+++ Records supplied

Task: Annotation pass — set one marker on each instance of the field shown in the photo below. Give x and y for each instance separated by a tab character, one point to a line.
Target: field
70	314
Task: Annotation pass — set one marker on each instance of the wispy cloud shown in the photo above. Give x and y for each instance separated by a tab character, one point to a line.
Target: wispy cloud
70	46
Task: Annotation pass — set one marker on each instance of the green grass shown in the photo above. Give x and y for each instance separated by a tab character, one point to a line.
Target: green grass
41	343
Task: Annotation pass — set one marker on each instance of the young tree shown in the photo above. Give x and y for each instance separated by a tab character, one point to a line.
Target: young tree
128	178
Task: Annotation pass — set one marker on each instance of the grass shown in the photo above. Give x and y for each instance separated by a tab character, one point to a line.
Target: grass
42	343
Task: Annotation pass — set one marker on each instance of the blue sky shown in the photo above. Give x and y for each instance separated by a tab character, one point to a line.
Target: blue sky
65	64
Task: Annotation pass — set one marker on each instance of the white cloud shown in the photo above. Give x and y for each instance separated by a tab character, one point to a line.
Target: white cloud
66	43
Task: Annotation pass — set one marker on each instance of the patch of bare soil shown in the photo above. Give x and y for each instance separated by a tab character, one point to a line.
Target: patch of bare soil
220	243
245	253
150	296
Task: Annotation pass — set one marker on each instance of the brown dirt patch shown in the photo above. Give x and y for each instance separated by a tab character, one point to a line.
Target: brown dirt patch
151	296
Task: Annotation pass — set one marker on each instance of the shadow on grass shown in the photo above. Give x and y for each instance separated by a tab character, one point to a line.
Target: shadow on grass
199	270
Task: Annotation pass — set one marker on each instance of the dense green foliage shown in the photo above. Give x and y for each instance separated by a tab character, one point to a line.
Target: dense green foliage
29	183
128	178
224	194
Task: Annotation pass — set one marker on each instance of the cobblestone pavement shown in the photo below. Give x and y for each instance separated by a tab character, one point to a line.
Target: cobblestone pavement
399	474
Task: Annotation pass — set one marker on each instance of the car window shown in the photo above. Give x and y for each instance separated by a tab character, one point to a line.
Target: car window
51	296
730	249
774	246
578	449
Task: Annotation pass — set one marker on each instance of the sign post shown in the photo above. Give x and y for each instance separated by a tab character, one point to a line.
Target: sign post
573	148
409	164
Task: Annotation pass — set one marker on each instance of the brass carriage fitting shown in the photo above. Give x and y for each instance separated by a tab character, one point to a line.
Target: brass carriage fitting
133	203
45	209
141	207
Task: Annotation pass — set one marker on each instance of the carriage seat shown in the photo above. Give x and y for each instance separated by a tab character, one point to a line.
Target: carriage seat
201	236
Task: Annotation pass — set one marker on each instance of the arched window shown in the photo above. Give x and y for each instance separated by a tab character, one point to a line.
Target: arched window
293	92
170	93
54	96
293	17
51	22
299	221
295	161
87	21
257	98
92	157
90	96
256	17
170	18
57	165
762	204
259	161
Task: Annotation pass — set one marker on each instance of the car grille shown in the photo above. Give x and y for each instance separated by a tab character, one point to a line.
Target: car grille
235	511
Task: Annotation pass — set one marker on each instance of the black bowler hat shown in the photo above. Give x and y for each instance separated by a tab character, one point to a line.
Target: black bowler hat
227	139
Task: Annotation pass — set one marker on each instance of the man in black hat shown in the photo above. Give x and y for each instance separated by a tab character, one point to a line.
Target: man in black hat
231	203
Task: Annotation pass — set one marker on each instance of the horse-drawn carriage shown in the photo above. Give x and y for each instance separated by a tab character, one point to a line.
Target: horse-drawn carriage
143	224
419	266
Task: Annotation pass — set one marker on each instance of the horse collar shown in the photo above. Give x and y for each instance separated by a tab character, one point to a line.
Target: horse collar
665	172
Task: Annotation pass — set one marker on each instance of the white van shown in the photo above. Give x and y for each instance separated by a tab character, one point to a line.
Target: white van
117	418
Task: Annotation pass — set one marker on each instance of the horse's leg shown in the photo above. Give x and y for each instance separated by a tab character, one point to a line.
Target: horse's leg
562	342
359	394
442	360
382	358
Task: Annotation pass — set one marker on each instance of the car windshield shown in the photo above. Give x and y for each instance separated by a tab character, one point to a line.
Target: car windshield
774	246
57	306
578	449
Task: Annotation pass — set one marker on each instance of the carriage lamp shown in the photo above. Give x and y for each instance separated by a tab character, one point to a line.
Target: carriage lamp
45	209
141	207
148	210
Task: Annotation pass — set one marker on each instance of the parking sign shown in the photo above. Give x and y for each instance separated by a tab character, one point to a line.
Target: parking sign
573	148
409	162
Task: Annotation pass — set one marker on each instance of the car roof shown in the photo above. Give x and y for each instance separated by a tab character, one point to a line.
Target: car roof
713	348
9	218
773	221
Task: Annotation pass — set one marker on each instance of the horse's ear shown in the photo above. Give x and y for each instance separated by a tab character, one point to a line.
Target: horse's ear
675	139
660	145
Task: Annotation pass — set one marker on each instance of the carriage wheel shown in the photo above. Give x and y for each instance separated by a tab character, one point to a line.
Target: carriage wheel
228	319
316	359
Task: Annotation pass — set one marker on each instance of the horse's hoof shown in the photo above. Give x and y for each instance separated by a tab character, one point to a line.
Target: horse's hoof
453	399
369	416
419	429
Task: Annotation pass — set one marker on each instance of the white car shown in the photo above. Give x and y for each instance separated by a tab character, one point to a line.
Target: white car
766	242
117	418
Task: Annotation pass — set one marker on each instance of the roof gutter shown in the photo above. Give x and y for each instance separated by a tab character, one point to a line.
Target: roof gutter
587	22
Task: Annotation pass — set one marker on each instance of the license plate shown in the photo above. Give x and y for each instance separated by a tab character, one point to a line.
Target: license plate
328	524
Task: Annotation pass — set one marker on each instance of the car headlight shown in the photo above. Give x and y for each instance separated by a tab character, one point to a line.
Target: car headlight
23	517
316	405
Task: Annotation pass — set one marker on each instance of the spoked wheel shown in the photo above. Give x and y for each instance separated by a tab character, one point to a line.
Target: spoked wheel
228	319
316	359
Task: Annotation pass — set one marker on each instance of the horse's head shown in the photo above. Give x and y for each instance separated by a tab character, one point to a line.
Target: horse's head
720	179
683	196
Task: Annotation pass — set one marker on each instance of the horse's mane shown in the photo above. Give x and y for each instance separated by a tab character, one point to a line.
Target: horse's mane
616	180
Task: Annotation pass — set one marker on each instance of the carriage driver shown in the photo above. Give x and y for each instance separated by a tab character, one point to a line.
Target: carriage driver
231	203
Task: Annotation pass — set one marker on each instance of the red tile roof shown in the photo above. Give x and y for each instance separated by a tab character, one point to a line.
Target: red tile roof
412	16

++++++

● **Exercise goal**
Taking the lines above, repeat exactly those from the line that contains "Target: wispy cloud" through the line that contains "of the patch", and both of those lines as well. Include nothing else.

● **Solution for this task**
Target: wispy cloud
70	46
Task: Annotation pass — set one marker on each instance of the green grass shown in the photo above. Give x and y for each instance separated by a tab character, one point to a line.
Target: green grass
41	343
Task: Annotation pass — set one marker on each instance of the young tree shown in the photo above. Give x and y for each instance separated by a tab character, one point to a line.
Target: young tree
128	178
Task: Annotation pass — set one marker on each instance of the grass shown in the photo above. Give x and y for each instance separated by a tab character, one point to a line.
Target: grass
42	343
Task: Annotation pass — set one marker on each instance of the blue sky shown in the photo above. Give x and y for each instance separated by a tab character, one point to a line.
Target: blue sky
65	64
Task: Annotation pass — set one marker on each instance of the white cloud shown in the photo above. Give x and y for each instance separated by a tab character, one point to a line.
Target: white cloud
66	43
Task: Annotation pass — set one marker on each instance of the patch of bare soil shown in the photo above. Give x and y for each instance separated by a tab character, one point to a line.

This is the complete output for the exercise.